Recast all of the data below as a JSON list of strings with one string per line, omitting blank lines. Leave the pictures out of your answer.

━━ Provided material

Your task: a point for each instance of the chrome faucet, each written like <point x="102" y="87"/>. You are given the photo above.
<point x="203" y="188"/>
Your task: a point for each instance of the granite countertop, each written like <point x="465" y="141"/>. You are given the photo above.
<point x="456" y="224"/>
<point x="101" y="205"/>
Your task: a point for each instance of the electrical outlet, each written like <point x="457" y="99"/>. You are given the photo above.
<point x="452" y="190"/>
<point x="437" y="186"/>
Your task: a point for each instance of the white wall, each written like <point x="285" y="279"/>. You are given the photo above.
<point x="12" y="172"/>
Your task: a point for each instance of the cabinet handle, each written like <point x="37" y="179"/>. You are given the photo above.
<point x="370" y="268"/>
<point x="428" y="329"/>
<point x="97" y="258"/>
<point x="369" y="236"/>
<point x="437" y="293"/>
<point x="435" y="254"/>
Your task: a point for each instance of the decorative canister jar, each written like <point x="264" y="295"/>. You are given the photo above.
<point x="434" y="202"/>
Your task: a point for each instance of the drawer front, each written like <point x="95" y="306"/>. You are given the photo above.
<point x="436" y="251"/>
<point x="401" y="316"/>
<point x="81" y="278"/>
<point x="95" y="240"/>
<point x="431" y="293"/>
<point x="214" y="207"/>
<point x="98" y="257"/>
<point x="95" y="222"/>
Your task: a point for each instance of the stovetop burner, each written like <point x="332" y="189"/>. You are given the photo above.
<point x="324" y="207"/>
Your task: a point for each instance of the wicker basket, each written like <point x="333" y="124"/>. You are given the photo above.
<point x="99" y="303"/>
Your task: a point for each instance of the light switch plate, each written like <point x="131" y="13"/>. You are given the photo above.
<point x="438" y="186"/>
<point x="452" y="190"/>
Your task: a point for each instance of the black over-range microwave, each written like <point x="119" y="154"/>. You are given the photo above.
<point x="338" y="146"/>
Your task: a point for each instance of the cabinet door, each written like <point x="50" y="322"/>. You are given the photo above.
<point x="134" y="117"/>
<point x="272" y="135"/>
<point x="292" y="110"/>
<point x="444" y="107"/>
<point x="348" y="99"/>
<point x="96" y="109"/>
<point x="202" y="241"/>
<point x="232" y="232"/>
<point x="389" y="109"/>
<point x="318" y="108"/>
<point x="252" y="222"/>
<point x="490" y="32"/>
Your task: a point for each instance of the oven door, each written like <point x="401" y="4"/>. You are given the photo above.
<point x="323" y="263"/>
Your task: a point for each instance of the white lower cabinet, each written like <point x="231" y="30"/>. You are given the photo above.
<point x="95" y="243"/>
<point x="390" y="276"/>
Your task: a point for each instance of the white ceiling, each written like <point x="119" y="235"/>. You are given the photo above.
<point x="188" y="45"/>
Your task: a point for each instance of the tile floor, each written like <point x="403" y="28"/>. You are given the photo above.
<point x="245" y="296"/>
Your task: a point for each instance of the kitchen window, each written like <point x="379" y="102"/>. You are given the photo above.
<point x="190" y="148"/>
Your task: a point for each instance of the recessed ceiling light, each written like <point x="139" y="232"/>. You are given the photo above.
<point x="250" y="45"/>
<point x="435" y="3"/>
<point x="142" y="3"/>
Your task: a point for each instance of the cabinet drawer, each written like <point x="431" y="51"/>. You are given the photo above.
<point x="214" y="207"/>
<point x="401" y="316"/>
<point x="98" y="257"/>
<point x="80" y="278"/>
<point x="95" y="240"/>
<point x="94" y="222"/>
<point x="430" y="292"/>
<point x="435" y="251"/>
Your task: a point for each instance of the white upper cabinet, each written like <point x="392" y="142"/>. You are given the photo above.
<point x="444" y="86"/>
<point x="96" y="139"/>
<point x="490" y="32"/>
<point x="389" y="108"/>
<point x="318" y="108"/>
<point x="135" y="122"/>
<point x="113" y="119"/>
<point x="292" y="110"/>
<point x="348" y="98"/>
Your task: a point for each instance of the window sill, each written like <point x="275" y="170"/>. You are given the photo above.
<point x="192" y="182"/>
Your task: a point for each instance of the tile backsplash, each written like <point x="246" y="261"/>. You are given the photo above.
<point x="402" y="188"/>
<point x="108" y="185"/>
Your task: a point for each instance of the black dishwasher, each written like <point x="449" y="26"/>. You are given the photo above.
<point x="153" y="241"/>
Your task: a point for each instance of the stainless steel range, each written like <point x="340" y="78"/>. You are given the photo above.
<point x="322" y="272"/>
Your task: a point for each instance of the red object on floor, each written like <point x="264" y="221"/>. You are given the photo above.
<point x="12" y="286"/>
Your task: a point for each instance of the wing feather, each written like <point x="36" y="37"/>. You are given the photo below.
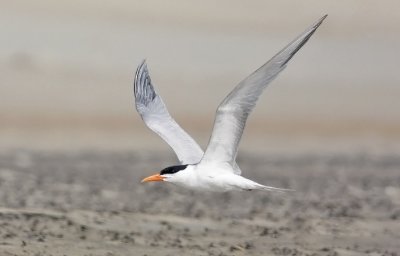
<point x="232" y="113"/>
<point x="155" y="115"/>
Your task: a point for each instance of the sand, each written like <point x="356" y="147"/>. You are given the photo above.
<point x="92" y="203"/>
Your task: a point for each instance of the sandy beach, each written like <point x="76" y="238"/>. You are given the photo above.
<point x="92" y="203"/>
<point x="73" y="149"/>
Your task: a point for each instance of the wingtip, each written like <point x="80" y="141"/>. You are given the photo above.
<point x="320" y="20"/>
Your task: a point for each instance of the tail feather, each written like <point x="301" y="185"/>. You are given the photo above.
<point x="274" y="189"/>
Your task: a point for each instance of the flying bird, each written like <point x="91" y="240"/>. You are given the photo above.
<point x="216" y="168"/>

━━━━

● **The response**:
[
  "Your task: a point for each instance of the chrome faucet, each written like <point x=\"102\" y=\"87\"/>. You are given the photo above.",
  "<point x=\"203\" y=\"188\"/>",
  "Your task: a point for each instance of the granite countertop, each written like <point x=\"465\" y=\"141\"/>. You are given the photo above.",
  "<point x=\"456\" y=\"224\"/>",
  "<point x=\"101\" y=\"205\"/>",
  "Your task: a point for each instance of the electrical outlet, each written like <point x=\"457\" y=\"99\"/>. You are given the photo above.",
  "<point x=\"452\" y=\"190\"/>",
  "<point x=\"437\" y=\"186\"/>",
  "Your task: a point for each instance of the white wall, each written like <point x=\"285\" y=\"279\"/>. You are given the photo above.",
  "<point x=\"12\" y=\"172\"/>",
  "Your task: a point for each instance of the cabinet handle, each written like <point x=\"37\" y=\"179\"/>. You are given the photo above.",
  "<point x=\"370\" y=\"268\"/>",
  "<point x=\"428\" y=\"329\"/>",
  "<point x=\"97\" y=\"258\"/>",
  "<point x=\"369\" y=\"236\"/>",
  "<point x=\"437\" y=\"293\"/>",
  "<point x=\"435\" y=\"254\"/>",
  "Your task: a point for each instance of the decorative canister jar, each written like <point x=\"264\" y=\"295\"/>. You are given the photo above.",
  "<point x=\"434\" y=\"202\"/>",
  "Your task: a point for each instance of the drawer front, each written like <point x=\"95\" y=\"306\"/>. You are given the photo above.",
  "<point x=\"436\" y=\"251\"/>",
  "<point x=\"401\" y=\"316\"/>",
  "<point x=\"81\" y=\"278\"/>",
  "<point x=\"95\" y=\"240\"/>",
  "<point x=\"431\" y=\"293\"/>",
  "<point x=\"214\" y=\"207\"/>",
  "<point x=\"98\" y=\"257\"/>",
  "<point x=\"95\" y=\"222\"/>",
  "Your task: a point for each instance of the stovetop burner, each written like <point x=\"332\" y=\"189\"/>. You are given the photo above.",
  "<point x=\"324\" y=\"207\"/>",
  "Your task: a point for each instance of the wicker basket, each written like <point x=\"333\" y=\"124\"/>. You are given the photo above.",
  "<point x=\"99\" y=\"303\"/>",
  "Your task: a point for each instance of the light switch plate, each written like <point x=\"131\" y=\"13\"/>. You are given the photo above.",
  "<point x=\"438\" y=\"186\"/>",
  "<point x=\"452\" y=\"190\"/>",
  "Your task: a point for each instance of the black over-range microwave, each written like <point x=\"119\" y=\"154\"/>. You are given the photo above.",
  "<point x=\"338\" y=\"146\"/>",
  "Your task: a point for each instance of the cabinet door, each written like <point x=\"50\" y=\"322\"/>. You are given the photo above.",
  "<point x=\"134\" y=\"117\"/>",
  "<point x=\"272\" y=\"135\"/>",
  "<point x=\"292\" y=\"110\"/>",
  "<point x=\"444\" y=\"107\"/>",
  "<point x=\"348\" y=\"99\"/>",
  "<point x=\"96\" y=\"109\"/>",
  "<point x=\"202\" y=\"241\"/>",
  "<point x=\"232\" y=\"232\"/>",
  "<point x=\"389\" y=\"109\"/>",
  "<point x=\"318\" y=\"108\"/>",
  "<point x=\"252\" y=\"222\"/>",
  "<point x=\"490\" y=\"32\"/>",
  "Your task: a point for each instance of the oven door, each written like <point x=\"401\" y=\"4\"/>. You are given the photo above.",
  "<point x=\"323\" y=\"263\"/>",
  "Your task: a point for each instance of the white lower cabinet, each written like <point x=\"231\" y=\"30\"/>. You are given the photo above.",
  "<point x=\"95\" y=\"243\"/>",
  "<point x=\"390\" y=\"276\"/>",
  "Your task: a point for each instance of the white ceiling, each written like <point x=\"119\" y=\"235\"/>. You are given the photo above.",
  "<point x=\"188\" y=\"45\"/>",
  "Your task: a point for each instance of the tile floor, each written like <point x=\"403\" y=\"28\"/>. You are given the photo above.",
  "<point x=\"245\" y=\"296\"/>",
  "Your task: a point for each instance of the kitchen window, each written like <point x=\"379\" y=\"102\"/>. You are given the photo above.",
  "<point x=\"190\" y=\"148\"/>",
  "Your task: a point for each instance of the recessed ceiling light, each written like <point x=\"139\" y=\"232\"/>. You are given the photo above.",
  "<point x=\"250\" y=\"45\"/>",
  "<point x=\"435\" y=\"3\"/>",
  "<point x=\"142\" y=\"3\"/>",
  "Your task: a point for each instance of the cabinet drawer, each written like <point x=\"431\" y=\"51\"/>. You are given the photo above.",
  "<point x=\"214\" y=\"207\"/>",
  "<point x=\"401\" y=\"316\"/>",
  "<point x=\"98\" y=\"257\"/>",
  "<point x=\"80\" y=\"278\"/>",
  "<point x=\"95\" y=\"240\"/>",
  "<point x=\"94\" y=\"222\"/>",
  "<point x=\"430\" y=\"292\"/>",
  "<point x=\"435\" y=\"251\"/>",
  "Your task: a point for each instance of the white upper cabinet, each written like <point x=\"392\" y=\"142\"/>. You are given the photo above.",
  "<point x=\"444\" y=\"86\"/>",
  "<point x=\"96\" y=\"139\"/>",
  "<point x=\"490\" y=\"32\"/>",
  "<point x=\"389\" y=\"108\"/>",
  "<point x=\"318\" y=\"108\"/>",
  "<point x=\"135\" y=\"122\"/>",
  "<point x=\"113\" y=\"119\"/>",
  "<point x=\"292\" y=\"110\"/>",
  "<point x=\"348\" y=\"98\"/>",
  "Your task: a point for each instance of the window sill, each written like <point x=\"275\" y=\"170\"/>. You are given the photo above.",
  "<point x=\"192\" y=\"182\"/>",
  "Your task: a point for each instance of the tile backsplash, each written like <point x=\"246\" y=\"261\"/>. You are given the photo above.",
  "<point x=\"402\" y=\"188\"/>",
  "<point x=\"108\" y=\"185\"/>",
  "Your task: a point for each instance of the black dishwasher, each written like <point x=\"449\" y=\"26\"/>. You are given the photo above.",
  "<point x=\"153\" y=\"241\"/>",
  "Your task: a point for each instance of the stainless steel range, each written like <point x=\"340\" y=\"78\"/>. You are given the photo above.",
  "<point x=\"322\" y=\"272\"/>",
  "Your task: a point for each instance of the red object on floor, each written like <point x=\"264\" y=\"221\"/>. You are given the photo above.",
  "<point x=\"12\" y=\"286\"/>",
  "Your task: a point for each instance of the wing feather, each written like <point x=\"36\" y=\"37\"/>. You are given the photo below.",
  "<point x=\"232\" y=\"113\"/>",
  "<point x=\"155\" y=\"115\"/>",
  "Your task: a point for each instance of the sand, each written like <point x=\"356\" y=\"147\"/>. You are given the photo above.",
  "<point x=\"92\" y=\"203\"/>",
  "Your task: a point for each instance of the sandy beach, each written like <point x=\"76\" y=\"238\"/>. You are given the photo above.",
  "<point x=\"92\" y=\"203\"/>",
  "<point x=\"73\" y=\"149\"/>",
  "Your task: a point for each instance of the wingtip, each written like <point x=\"80\" y=\"141\"/>. You are given the photo above.",
  "<point x=\"320\" y=\"20\"/>",
  "Your task: a point for each instance of the tail feather, each written like <point x=\"301\" y=\"185\"/>. You are given the photo above.",
  "<point x=\"274\" y=\"189\"/>",
  "Your task: a point for each instance of the flying bird, each written like <point x=\"91\" y=\"240\"/>. You are given the photo above.",
  "<point x=\"216\" y=\"168\"/>"
]